● **Exercice à traiter**
Mettez l'ensemble des enregistrements ci-dessous sous forme de liste numérotée, sans les lignes vides. N'incluez pas les images dans votre réponse.

● **Enregistrements présentés**
┌──

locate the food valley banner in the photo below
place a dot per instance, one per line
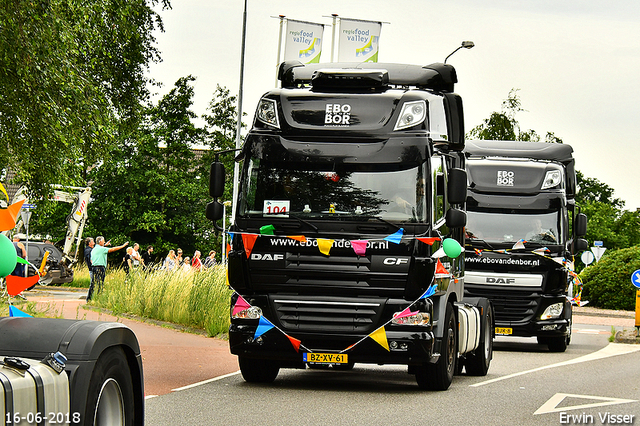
(303, 41)
(358, 40)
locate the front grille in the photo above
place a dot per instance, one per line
(511, 306)
(333, 315)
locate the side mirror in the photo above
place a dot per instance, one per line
(457, 189)
(216, 181)
(456, 218)
(580, 225)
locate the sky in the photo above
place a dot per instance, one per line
(576, 63)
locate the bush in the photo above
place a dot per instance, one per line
(607, 284)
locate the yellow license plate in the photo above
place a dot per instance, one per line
(320, 358)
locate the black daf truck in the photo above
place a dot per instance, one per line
(351, 192)
(523, 229)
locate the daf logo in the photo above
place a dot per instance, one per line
(395, 261)
(267, 256)
(490, 280)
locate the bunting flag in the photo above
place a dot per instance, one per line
(380, 337)
(325, 245)
(295, 342)
(16, 285)
(396, 237)
(240, 305)
(249, 240)
(15, 312)
(428, 240)
(519, 245)
(9, 216)
(359, 246)
(264, 325)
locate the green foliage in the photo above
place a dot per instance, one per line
(72, 79)
(607, 284)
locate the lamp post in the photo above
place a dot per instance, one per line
(465, 44)
(224, 234)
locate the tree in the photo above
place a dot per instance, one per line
(72, 83)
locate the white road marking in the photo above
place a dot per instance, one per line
(612, 349)
(551, 405)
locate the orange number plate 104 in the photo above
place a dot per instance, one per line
(320, 358)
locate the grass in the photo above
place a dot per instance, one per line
(197, 299)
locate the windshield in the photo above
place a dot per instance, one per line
(542, 228)
(318, 190)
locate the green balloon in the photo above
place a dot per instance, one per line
(8, 256)
(451, 247)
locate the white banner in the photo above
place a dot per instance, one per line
(358, 40)
(303, 41)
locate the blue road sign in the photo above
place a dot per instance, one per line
(635, 278)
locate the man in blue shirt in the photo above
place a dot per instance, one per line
(99, 262)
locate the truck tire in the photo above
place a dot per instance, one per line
(439, 376)
(110, 399)
(258, 370)
(477, 363)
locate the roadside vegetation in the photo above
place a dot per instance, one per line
(198, 299)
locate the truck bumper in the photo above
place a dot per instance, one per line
(405, 347)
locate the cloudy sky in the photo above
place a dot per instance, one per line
(576, 63)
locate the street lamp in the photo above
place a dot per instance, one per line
(465, 44)
(224, 234)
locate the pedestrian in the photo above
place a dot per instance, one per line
(170, 261)
(147, 260)
(99, 262)
(196, 263)
(89, 243)
(210, 261)
(21, 251)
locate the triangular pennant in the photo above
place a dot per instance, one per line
(267, 230)
(9, 216)
(359, 246)
(16, 285)
(325, 246)
(518, 245)
(249, 240)
(263, 326)
(240, 305)
(300, 238)
(295, 342)
(406, 313)
(428, 240)
(15, 312)
(396, 237)
(380, 336)
(430, 291)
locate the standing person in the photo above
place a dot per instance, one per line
(147, 260)
(22, 253)
(196, 263)
(89, 243)
(99, 262)
(170, 261)
(210, 261)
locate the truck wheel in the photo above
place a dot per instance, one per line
(439, 376)
(477, 362)
(110, 400)
(258, 370)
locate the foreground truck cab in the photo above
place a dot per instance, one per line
(522, 232)
(351, 203)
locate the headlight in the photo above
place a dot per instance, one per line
(553, 311)
(268, 112)
(552, 179)
(420, 318)
(412, 113)
(250, 313)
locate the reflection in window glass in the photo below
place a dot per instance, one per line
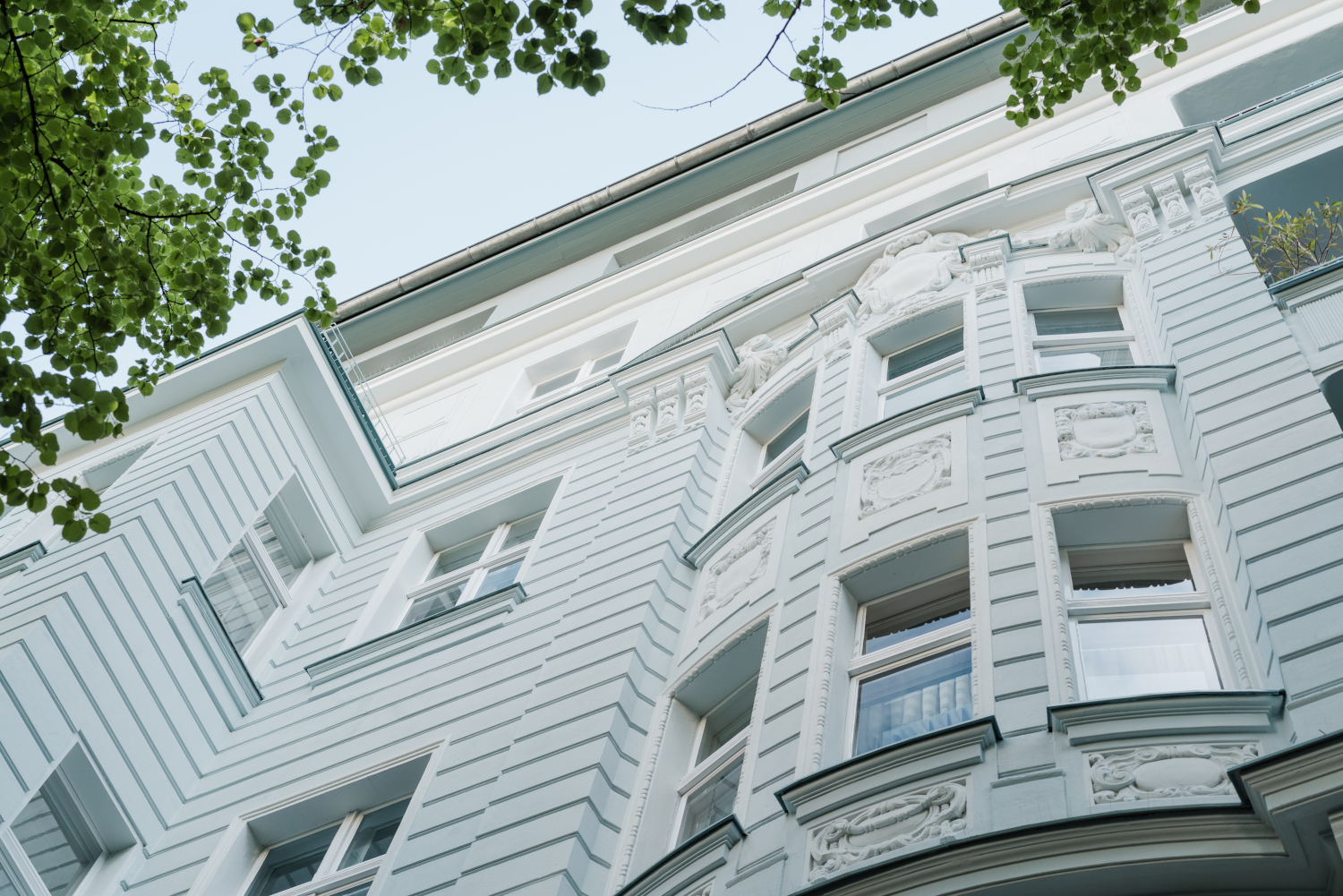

└──

● **Résultat ci-dessous**
1. locate the food valley banner in the photo below
2. place a dot per instance, one per line
3. (303, 41)
4. (358, 40)
5. locate the front grille in the photo above
6. place a dot per instance, one per line
7. (511, 306)
8. (333, 315)
9. locate the side mirror in the photo above
10. place a dot per instance, one per line
11. (457, 189)
12. (216, 181)
13. (456, 218)
14. (580, 225)
15. locate the sky in the photo above
16. place a dot per instance, one per line
17. (576, 63)
18. locate the bush in the photo above
19. place a dot per instance, one per line
20. (607, 284)
21. locate the yellow license plate in the photo above
22. place a dot per instance, one per line
23. (320, 358)
24. locate the black daf truck in the photo above
25. place a dot per instance, one per line
26. (351, 192)
27. (523, 229)
28. locate the daf logo in the photo above
29. place a dot per instance, one per line
30. (395, 261)
31. (267, 256)
32. (490, 280)
33. locate the bunting flag in the photo above
34. place a dot per instance, one per line
35. (380, 337)
36. (325, 245)
37. (295, 342)
38. (16, 285)
39. (396, 237)
40. (240, 305)
41. (249, 240)
42. (15, 312)
43. (428, 240)
44. (519, 245)
45. (9, 216)
46. (359, 246)
47. (264, 325)
48. locate the green foliage in the photo above
49. place a dot per instance, one per line
50. (72, 79)
51. (607, 284)
52. locate the lamp post in the photo above
53. place a dot per instance, one per line
54. (465, 44)
55. (224, 234)
56. locate the tree in the photo above
57. place a dot per instance, one per line
58. (72, 83)
59. locate the white road marking in the photo above
60. place a dot per instance, one per line
61. (612, 349)
62. (551, 405)
63. locate the orange number plate 104 in the photo above
64. place a dot per instance, one per line
65. (320, 358)
66. locate the grass in the photo above
67. place a dot per instance, one per line
68. (197, 299)
69. locate the windshield in the photo above
70. place a dot per instance, one per line
71. (542, 228)
72. (318, 190)
73. locate the green balloon in the photo above
74. place a dot per instance, one per line
75. (8, 256)
76. (451, 247)
77. locate the white banner in the photo above
78. place a dot per instance, one per line
79. (358, 40)
80. (303, 41)
81. locate the blue road sign in the photo above
82. place a dot per instance, one per line
83. (635, 278)
84. locate the man in blue shirt in the photo above
85. place a dot per instance, one per line
86. (99, 262)
87. locate the truck tire in the photo above
88. place a dot per instance, one per line
89. (439, 376)
90. (110, 399)
91. (258, 370)
92. (477, 363)
93. locate the roadside vegetation in the photo above
94. place a dot per instance, one per line
95. (198, 299)
96. locate the truck bumper in the photo above
97. place a dot per instance, one per line
98. (405, 347)
99. locate the cloudy sky in the photo above
100. place a dot per instance, one per line
101. (576, 63)
102. locate the street lamp in the photo above
103. place a dot per instance, one per line
104. (465, 44)
105. (224, 234)
106. locate the pedestrian in the photo above
107. place a dot per instance, one per line
108. (170, 261)
109. (147, 260)
110. (99, 262)
111. (196, 263)
112. (89, 243)
113. (210, 261)
114. (21, 251)
115. locate the triangular pennant in the photo above
116. place a dot per instance, one per line
117. (267, 230)
118. (9, 216)
119. (359, 246)
120. (16, 285)
121. (325, 246)
122. (518, 245)
123. (249, 240)
124. (263, 326)
125. (240, 305)
126. (300, 238)
127. (295, 342)
128. (406, 313)
129. (428, 240)
130. (15, 312)
131. (396, 237)
132. (380, 336)
133. (430, 291)
134. locate the standing person in the photo above
135. place a dot per instance, one per line
136. (147, 260)
137. (22, 253)
138. (196, 263)
139. (89, 243)
140. (99, 262)
141. (170, 261)
142. (210, 261)
143. locate the truck wheel in the photo above
144. place a dot per instance, one per line
145. (439, 376)
146. (477, 362)
147. (110, 400)
148. (258, 370)
149. locate the foreground truck cab in the photo above
150. place a dot per instance, one per line
151. (522, 232)
152. (351, 203)
153. locate the headlight in the photo above
154. place a dot per instance, one per line
155. (553, 311)
156. (268, 112)
157. (552, 179)
158. (420, 318)
159. (412, 113)
160. (250, 313)
161. locate the reflection in window glass in the photo below
162. place a dot per instance, one per line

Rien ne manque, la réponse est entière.